ABOUT THIS EXERCISE: An exact copy of all the data is required, with pictures left out.

RECORDS FOR THIS EXERCISE:

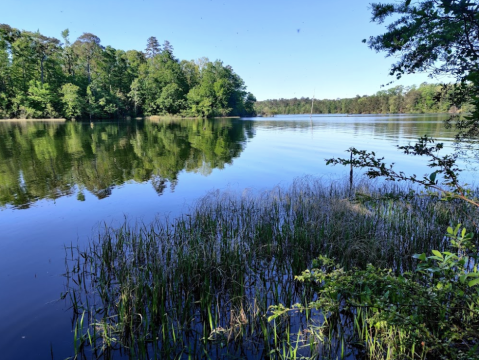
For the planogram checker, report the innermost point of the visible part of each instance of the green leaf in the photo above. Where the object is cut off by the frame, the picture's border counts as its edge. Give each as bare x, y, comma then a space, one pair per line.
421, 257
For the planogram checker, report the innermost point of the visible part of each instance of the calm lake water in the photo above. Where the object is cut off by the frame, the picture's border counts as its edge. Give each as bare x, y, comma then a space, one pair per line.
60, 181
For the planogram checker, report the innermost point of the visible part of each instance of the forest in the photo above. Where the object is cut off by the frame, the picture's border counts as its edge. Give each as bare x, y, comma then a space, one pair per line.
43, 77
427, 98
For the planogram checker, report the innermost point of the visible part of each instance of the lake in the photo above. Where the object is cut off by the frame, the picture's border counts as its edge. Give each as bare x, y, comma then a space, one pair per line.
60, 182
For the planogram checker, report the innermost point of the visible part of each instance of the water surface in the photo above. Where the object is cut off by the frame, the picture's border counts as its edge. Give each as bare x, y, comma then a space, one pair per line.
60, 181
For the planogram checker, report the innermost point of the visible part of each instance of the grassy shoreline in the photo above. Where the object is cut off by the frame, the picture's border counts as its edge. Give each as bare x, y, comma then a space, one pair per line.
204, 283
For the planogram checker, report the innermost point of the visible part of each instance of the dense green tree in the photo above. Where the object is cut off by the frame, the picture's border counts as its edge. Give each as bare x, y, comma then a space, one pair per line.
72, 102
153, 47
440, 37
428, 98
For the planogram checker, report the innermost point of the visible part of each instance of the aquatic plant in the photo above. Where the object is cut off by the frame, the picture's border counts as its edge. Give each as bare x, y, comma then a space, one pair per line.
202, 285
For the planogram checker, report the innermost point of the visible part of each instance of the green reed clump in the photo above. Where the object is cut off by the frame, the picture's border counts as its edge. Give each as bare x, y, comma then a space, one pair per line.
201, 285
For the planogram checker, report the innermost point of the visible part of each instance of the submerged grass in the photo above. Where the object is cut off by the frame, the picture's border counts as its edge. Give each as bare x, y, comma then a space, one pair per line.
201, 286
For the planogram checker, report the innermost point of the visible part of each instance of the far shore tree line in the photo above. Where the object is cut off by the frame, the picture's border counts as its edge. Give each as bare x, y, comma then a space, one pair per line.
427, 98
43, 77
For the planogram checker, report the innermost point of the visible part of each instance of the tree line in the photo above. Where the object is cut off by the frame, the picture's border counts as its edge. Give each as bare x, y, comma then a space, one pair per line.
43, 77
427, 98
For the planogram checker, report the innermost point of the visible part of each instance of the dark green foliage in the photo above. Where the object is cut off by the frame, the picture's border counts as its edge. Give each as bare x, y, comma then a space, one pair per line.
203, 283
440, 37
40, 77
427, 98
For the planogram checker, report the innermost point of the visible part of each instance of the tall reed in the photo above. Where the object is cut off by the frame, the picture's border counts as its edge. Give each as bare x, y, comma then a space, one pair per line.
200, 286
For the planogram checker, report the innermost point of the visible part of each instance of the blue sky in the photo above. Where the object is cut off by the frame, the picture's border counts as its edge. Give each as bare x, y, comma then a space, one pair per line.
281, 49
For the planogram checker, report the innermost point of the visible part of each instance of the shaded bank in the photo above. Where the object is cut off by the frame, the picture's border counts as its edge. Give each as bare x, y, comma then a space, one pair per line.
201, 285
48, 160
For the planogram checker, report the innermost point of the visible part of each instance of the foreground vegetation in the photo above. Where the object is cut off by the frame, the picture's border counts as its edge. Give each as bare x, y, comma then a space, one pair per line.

REPLY TO THE EXERCISE:
For the planogram checker, report the innermost point of the visible part of each instance of the green leaf in the photo above. Where the object is cut off by the frame, the picture's border counts as its edge. Give each as bare x, y, comma then a space, one pair per line.
421, 257
For the planogram checker, report the innermost point of the visible part of each instance of the calm lake water in the photo above. Where the object is cut off by the frame, the picture's border counts as its edge. Give each as bare x, y, comma then a space, one pair per line.
60, 181
For the planogram checker, report the innermost point of the visible part of each instance of the forest in the photo above. Where the object is cut off by the frame, the picture's border counts as its edge. Give each as bare x, y, comma then a space, one pair per line.
43, 77
427, 98
For the planogram checker, report the innermost point of the visible part of each instance of the lake in the photo above. Where the object is cut off by the frame, the picture's border counts as its edge. Give each as bare x, y, comma then a space, one pair per line.
60, 182
For the planogram checker, report the innermost point of the visible part of each instance of the water surface in the photo above. Where the object is cut off by the frame, the picture's border counts as its edge. Give each as bare x, y, comma then a space, one pair per line.
60, 181
For the planogram checker, report the innermost point of the visible part of each instance of the grassy shoreline in the photo above. Where the object is cut off by the frame, the picture's border counts as its edge. Give each as bare x, y, comma then a space, one pair per line.
204, 283
For the planogram checker, report the innermost point of the visible part of each instance of the dense green tree in the photo above. Where the object is cut off by the frame, the picture's border counts as its edge. Give each as bare x, y, comma then a space, one pair per line.
72, 102
153, 47
440, 37
428, 98
For the planogram checker, report the innermost point of the visible part of each instance of the aquatic plant in the photo above. Where the object is cut off by the frame, the picture's border counts as its edge. Give each as bare x, y, comma then a space, one pair per line.
202, 285
For the planogram checker, report the innermost point of the visible part of each instance of the green reed clump in the photo above. Where the object is cut off by the frame, the picture's border counts as its edge. Give each as bare x, y, comma then a space, one pair per line.
201, 285
For the planogram checker, report the innermost point of the visible part of each instance of the submerged grass in the photo above. Where the object is cut off by the frame, the picture's border counts as its edge. Give each as bare x, y, comma then a space, one pair per line.
201, 286
For the planogram checker, report the innermost point of the visible part of each instance of the far shore tree line in the photo above. Where the object is cut off by the frame, the picture's border counts as its edge. Give each as bare x, y, comma then a space, one pair per line.
427, 98
43, 77
For the planogram checker, report the innermost point of the visible part of each instance of the tree line in the photo above. Where the object is cut off by the frame, the picture's border counts as its edge. Give each as bare x, y, comma then a space, one pair per line.
43, 77
427, 98
For the planogram checker, report the innermost point of the visible part of each instance of the dark green foliage in the photo above. Where the object is cut off by the frame, the picture's border counts as its edge. Give each as bare x, y, comma then a space, one pair per line.
203, 283
440, 37
40, 77
427, 98
For the planogram checker, report the innermost point of the visible part of each instance of the tall reed in the photo above. Where the object is cut off by the frame, the picture's border counts as its edge. Give each as bare x, y, comma then a space, one pair per line.
200, 286
For the planogram checker, report the innermost point of the visible part of each instance of the blue sky in the photo above. Where the object is cut off by the frame, the picture's border counts as its edge. Give each as bare x, y, comma then a space, one pair per line.
281, 49
For the planogram checker, report the innermost point of the visible part of each instance of the shaded bank in the photo above. Where the object is cut off by the frame, the picture's border counts as its edge. Give each as bare x, y, comma then a space, one pair per line.
201, 285
48, 160
For the planogram checker, report the innermost point of the visible part of each instance of the foreground vegetation in the photo above. Where the object is cut off by the frame, the picture's border counts as its edge. Give each as bare x, y, comma then a space, one pair per line.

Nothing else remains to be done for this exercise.